[Records from a data source]
::::

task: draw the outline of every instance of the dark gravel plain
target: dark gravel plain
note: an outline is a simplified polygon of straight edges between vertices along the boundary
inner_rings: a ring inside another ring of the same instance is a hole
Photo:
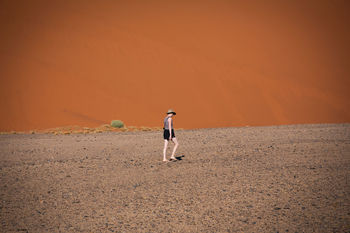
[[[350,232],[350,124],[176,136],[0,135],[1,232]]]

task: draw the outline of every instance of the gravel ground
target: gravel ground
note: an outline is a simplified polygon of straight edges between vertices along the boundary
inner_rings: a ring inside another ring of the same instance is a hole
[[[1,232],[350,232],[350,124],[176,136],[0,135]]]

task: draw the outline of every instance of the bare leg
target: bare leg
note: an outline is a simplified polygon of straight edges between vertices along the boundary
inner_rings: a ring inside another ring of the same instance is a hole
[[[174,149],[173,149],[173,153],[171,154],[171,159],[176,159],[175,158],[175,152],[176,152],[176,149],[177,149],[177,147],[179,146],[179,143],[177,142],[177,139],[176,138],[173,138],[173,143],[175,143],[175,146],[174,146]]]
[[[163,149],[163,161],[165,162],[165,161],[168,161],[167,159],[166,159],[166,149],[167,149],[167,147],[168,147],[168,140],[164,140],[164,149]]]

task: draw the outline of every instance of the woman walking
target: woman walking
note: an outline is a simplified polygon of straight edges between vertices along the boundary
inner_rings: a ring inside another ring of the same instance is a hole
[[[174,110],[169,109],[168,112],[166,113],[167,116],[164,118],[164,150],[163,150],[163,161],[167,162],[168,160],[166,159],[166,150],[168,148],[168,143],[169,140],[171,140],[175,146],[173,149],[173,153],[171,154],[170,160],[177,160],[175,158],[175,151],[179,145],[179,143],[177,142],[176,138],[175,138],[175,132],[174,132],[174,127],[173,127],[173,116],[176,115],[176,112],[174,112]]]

::::

» EXERCISE PROMPT
From the data above, work out how many lines hold "dark". Answer with the number alone.

» WRITTEN SOLUTION
2